-- Materials provided start --

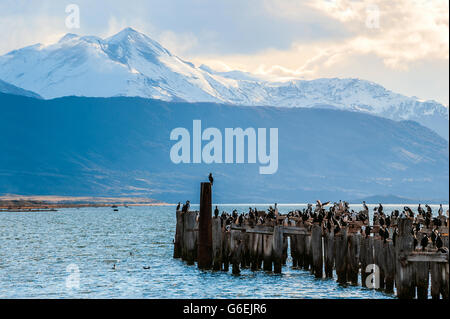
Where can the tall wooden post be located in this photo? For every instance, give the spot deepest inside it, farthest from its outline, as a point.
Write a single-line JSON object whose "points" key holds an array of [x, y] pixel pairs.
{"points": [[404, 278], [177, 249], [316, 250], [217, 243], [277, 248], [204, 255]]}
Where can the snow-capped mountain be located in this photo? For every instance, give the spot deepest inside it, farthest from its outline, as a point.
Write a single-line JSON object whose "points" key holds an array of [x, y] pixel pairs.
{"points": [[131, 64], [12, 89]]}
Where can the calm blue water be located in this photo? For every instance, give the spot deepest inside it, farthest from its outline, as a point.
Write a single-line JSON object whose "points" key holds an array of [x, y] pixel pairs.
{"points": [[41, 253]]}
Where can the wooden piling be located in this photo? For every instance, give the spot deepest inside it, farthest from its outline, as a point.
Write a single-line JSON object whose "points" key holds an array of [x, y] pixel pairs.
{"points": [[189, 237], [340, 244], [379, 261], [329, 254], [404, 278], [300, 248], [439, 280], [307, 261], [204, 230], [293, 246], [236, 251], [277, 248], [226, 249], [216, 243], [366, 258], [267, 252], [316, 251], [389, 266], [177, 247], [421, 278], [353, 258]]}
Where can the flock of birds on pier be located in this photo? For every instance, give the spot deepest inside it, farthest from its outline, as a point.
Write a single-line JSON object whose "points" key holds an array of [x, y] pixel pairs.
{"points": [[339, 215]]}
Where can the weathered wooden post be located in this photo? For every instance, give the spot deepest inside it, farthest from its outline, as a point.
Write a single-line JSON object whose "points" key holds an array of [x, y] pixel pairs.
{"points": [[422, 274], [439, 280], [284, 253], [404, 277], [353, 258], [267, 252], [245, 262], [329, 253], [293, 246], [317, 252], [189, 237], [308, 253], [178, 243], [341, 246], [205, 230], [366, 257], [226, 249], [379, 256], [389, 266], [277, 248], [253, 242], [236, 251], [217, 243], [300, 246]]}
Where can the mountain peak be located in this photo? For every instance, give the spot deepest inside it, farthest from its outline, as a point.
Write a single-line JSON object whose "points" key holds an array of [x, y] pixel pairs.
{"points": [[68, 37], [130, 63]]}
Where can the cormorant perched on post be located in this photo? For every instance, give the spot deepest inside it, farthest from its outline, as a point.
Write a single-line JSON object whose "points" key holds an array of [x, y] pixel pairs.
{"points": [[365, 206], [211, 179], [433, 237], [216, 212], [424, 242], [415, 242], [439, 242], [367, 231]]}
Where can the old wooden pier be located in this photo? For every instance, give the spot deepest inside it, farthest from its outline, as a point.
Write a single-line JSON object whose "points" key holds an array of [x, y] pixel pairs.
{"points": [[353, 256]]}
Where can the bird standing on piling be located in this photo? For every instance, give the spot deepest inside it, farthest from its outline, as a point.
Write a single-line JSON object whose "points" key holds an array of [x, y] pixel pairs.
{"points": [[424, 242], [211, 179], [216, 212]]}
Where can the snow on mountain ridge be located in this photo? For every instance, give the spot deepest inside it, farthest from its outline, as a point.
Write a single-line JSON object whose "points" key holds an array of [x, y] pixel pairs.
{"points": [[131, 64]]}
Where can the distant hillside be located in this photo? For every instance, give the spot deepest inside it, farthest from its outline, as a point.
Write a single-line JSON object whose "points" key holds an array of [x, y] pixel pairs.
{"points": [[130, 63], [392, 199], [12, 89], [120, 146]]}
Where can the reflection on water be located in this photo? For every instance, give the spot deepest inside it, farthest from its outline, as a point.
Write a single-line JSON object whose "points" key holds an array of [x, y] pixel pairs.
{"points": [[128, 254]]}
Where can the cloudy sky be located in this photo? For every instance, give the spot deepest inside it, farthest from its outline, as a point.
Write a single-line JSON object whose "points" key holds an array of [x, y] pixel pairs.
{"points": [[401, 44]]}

-- Materials provided end --

Using the data above, write out every line exactly, leaving the images behind.

Where can the tall wooden post be located in this photo? For every instance, give the spot deepest inside it, farthest from its outline, as a point.
Write a single-line JSON object whose "points" key holds an array of [x, y] pixel pairs.
{"points": [[404, 278], [177, 249], [316, 250], [217, 243], [277, 248], [204, 255]]}
Where can the snow-capped mountain be located in this photo? For every instance, give the spot deepest inside it, farthest from its outline, as a point.
Write a single-line JSON object whose "points" key holds an array of [x, y] pixel pairs.
{"points": [[131, 64], [12, 89]]}
Where can the calm blue water be located in this photo? For every instance, give the spot deepest inside it, farthest from its outline, as a point.
Write a single-line JSON object whose "points" key holds an array of [x, y] pixel pairs.
{"points": [[41, 253]]}
Where can the wooden piling be located in this photo? For every instance, give the spot deepest inside it, farthest from its outline, as a point.
Write a single-line JSON object whose "points" key holds an array of [x, y] pixel pairs.
{"points": [[189, 237], [340, 244], [379, 261], [329, 254], [404, 278], [300, 248], [439, 280], [307, 261], [204, 230], [293, 246], [236, 251], [277, 248], [226, 249], [216, 243], [366, 258], [267, 252], [316, 251], [389, 266], [177, 247], [421, 278], [353, 258]]}
Where can the flock of birds on pier be located in this photo? For every instance, give the spot deepest inside it, farthest from its outline, as a point.
Write a single-line JSON object whose "points" key holds an array of [x, y] pixel pairs.
{"points": [[339, 215]]}
Where can the weathered wooden post be located in this photo? For every instance, give the spot deepest inside it, farthest from its outline, as a point.
Write a single-line JSON object whose "points" key holds an array of [x, y] pixel pairs.
{"points": [[422, 274], [439, 280], [284, 253], [404, 277], [353, 258], [267, 252], [245, 262], [329, 253], [293, 246], [317, 252], [189, 237], [308, 253], [178, 243], [341, 246], [205, 230], [366, 257], [226, 249], [379, 256], [389, 266], [277, 248], [253, 242], [236, 251], [217, 243], [300, 246]]}
Where can the mountain peak be located in this photo? For every instance, give the spot deepest inside it, farthest from its outline, as a point.
Write a single-line JSON object whose "points" key holds an array of [x, y] pixel pairs.
{"points": [[68, 37], [130, 63]]}
Where can the cormorant perched on post be located in this photo? For every instance, give the spot deepest inside it, farthest from its outline, as a point.
Write a single-line JSON object whose "points" key holds an array of [x, y] pixel pairs.
{"points": [[365, 206], [211, 179], [433, 237], [216, 212], [424, 242], [415, 242], [439, 242], [367, 231]]}
Where can the old wooden pier be located in this photo? For every instance, give the spot deepest inside it, farthest from its outline, as a point.
Write a single-line JSON object whose "points" key holds an array of [x, y] pixel pairs.
{"points": [[353, 256]]}
Where can the bird standing on piling be located in this photo? For every instance, give the spot deepest inside it, farthest from its outline, as a point.
Write a single-line JSON object whose "points" key holds an array of [x, y] pixel pairs.
{"points": [[424, 242], [211, 179], [216, 212]]}
Where can the snow on mountain ridge be located in this photo? For every instance, give the spot deepest inside it, farthest from its outline, as a point.
Write a single-line JSON object whose "points" key holds an array of [x, y] pixel pairs.
{"points": [[131, 64]]}
Where can the distant hillside be located in this photo? For every instance, give the spot deepest inside it, farthest from its outline, as a point.
Write a single-line JSON object whose "points" key holds an array of [x, y] pixel pairs.
{"points": [[130, 63], [392, 199], [12, 89], [120, 146]]}
Where can the reflection on water be located in this photo? For every instance, give the spot deepest inside it, farthest from its outline, as a point.
Write a single-line JSON object whose "points" key holds an array of [x, y] pixel pairs.
{"points": [[128, 254]]}
Where can the cloudy sky be located in this photo? For every instance, give the spot deepest inside it, farthest from its outline, as a point.
Write a single-line JSON object whose "points" key holds an array of [x, y] pixel pairs.
{"points": [[401, 44]]}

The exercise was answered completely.